▸ **Directions**
Set every record down verbatim and omit the pictures.

[[ The data, beginning ]]

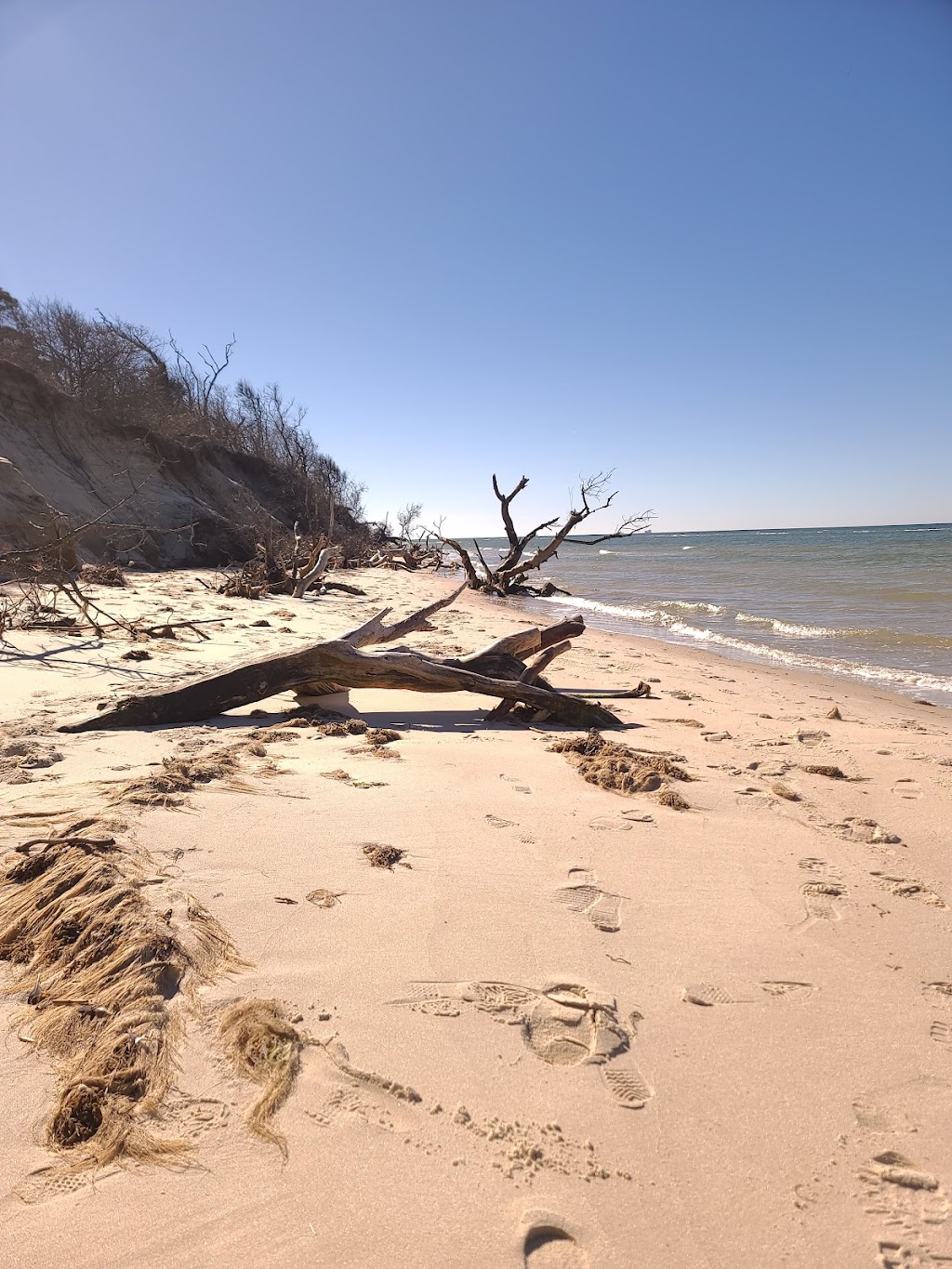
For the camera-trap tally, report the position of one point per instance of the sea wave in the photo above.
(823, 664)
(792, 628)
(694, 605)
(865, 670)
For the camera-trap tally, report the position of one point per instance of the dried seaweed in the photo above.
(261, 1045)
(617, 767)
(381, 855)
(104, 975)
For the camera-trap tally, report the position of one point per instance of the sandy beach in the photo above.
(567, 1026)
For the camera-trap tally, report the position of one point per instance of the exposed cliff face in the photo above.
(55, 457)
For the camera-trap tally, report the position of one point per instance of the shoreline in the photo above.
(652, 1032)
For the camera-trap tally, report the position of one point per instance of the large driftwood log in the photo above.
(496, 670)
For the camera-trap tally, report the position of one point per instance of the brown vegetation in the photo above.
(509, 575)
(619, 768)
(266, 1047)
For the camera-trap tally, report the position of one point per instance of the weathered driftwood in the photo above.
(496, 670)
(312, 575)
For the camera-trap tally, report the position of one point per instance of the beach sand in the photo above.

[[ The data, end ]]

▸ **Your solution**
For the camera-trap tally, report the position of one point per instance of the sea wave in the photo above.
(823, 664)
(792, 628)
(694, 605)
(865, 670)
For the camera-trap tally, report the position of one point per instance of the dried seaweed in the photo above.
(261, 1045)
(617, 767)
(381, 855)
(104, 975)
For the camera-trap tally, report the position of one point per instance of the sandy beach in the photo above.
(567, 1026)
For the camera-trap tally, report the position of one point per instance of the exposed cliff face in the photo above.
(55, 457)
For the camera-trap tally, report the position of one point per instance of the shoreline in the photo above.
(652, 1032)
For the camera-trap tally, report the position of one point per instance of the large driftwood log in the photo above.
(496, 670)
For the camera-trap tally, report the position of one point per instance of the brown vegetation in the photo above.
(509, 575)
(619, 768)
(266, 1047)
For the camera-trap tally, report the position of one point per instance of the weathered driftwood in the photo above.
(496, 670)
(312, 575)
For the camera-trap tally, report the position of one point per instance of the beach sand in the photo above.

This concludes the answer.